----- The input -----

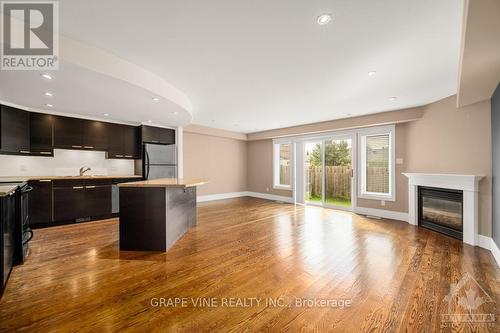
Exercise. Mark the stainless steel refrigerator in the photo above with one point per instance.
(159, 161)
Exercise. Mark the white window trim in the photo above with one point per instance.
(276, 157)
(362, 133)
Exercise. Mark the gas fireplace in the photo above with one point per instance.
(441, 210)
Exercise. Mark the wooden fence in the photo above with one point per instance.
(338, 180)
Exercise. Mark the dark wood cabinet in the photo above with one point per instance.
(68, 132)
(40, 202)
(124, 141)
(97, 200)
(14, 130)
(41, 134)
(152, 134)
(132, 142)
(31, 133)
(95, 135)
(69, 202)
(81, 199)
(74, 133)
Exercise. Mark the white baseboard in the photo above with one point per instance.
(484, 242)
(268, 196)
(489, 244)
(495, 251)
(222, 196)
(387, 214)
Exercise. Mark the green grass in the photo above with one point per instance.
(338, 201)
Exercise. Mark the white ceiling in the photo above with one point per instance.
(80, 91)
(255, 65)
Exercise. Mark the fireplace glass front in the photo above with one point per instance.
(441, 210)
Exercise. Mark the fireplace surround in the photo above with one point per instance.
(468, 184)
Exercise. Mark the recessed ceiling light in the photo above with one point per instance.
(324, 19)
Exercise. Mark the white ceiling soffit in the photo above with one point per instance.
(93, 83)
(249, 66)
(480, 57)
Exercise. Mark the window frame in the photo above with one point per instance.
(276, 164)
(362, 135)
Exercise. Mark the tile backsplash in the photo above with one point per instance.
(64, 163)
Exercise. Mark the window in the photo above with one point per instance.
(377, 177)
(283, 165)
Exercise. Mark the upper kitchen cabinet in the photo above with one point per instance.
(95, 135)
(152, 134)
(124, 141)
(41, 134)
(68, 132)
(14, 130)
(74, 133)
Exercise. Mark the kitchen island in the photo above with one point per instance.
(154, 214)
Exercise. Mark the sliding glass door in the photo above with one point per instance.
(329, 172)
(313, 172)
(338, 172)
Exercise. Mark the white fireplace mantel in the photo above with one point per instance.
(469, 184)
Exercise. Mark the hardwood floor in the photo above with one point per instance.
(395, 276)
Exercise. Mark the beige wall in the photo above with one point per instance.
(260, 168)
(444, 140)
(451, 140)
(221, 160)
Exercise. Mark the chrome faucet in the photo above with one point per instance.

-----

How to complete this task: Pictures appear in the records above. Output everything except them, exactly.

Task result:
Exercise. Mark the stainless steel refrigerator in the photo above with one point per instance.
(159, 161)
Exercise. Mark the white window trim in the photo above with one point per instance.
(276, 157)
(362, 133)
Exercise. Mark the gas fireplace in the photo above with one point per instance.
(441, 210)
Exercise. Mark the wooden fence in the photo above with one point per instance.
(338, 180)
Exercise. Mark the dark wood cabinet in the photo above with one point per instance.
(68, 132)
(40, 202)
(124, 141)
(97, 200)
(14, 130)
(41, 134)
(152, 134)
(132, 142)
(31, 133)
(95, 135)
(69, 202)
(81, 199)
(74, 133)
Exercise. Mark the white baseboard in the photo above with one point per instance.
(484, 242)
(268, 196)
(489, 244)
(495, 251)
(222, 196)
(387, 214)
Exercise. Mark the green grass in the photo above with one point per instance.
(338, 201)
Exercise. Mark the white ceiling in the photo above with one point per instance.
(80, 91)
(255, 65)
Exercise. Mark the fireplace glass front in the photo above with one point per instance.
(441, 210)
Exercise. Mark the fireplace surround in the photo above with one point per instance.
(468, 184)
Exercise. Mark the recessed ceiling light in the photo above with one point per instance.
(324, 19)
Exercise. Mark the white ceiling soffit in the photo above with one point per instance.
(93, 83)
(249, 66)
(480, 57)
Exercise. Mark the window frame in the photo above with one point per instance.
(276, 164)
(362, 135)
Exercise. Mark the tile backsplash in the photo above with one point per instance.
(64, 163)
Exercise. Mark the window in the photo above with one point per instance.
(377, 177)
(283, 165)
Exercise. Mark the upper kitchen cabinet in the photo above with one point per instance.
(95, 135)
(152, 134)
(124, 141)
(41, 134)
(68, 132)
(14, 130)
(74, 133)
Exercise. Mark the kitchen island in the photo above with one point per instance.
(154, 214)
Exercise. Mark the sliding glass door in the photo above with one point per instance.
(329, 172)
(313, 172)
(338, 172)
Exercise. Mark the white fireplace mantel in the photo above with one point per instance.
(469, 184)
Exercise. Mark the hardwood floor in the photo above with one point per instance.
(395, 276)
Exercise. Mark the beige wall in the photo above with one point per instance.
(260, 168)
(444, 140)
(451, 140)
(221, 160)
Exercise. Mark the chrome faucet in the photo above with one point per instance.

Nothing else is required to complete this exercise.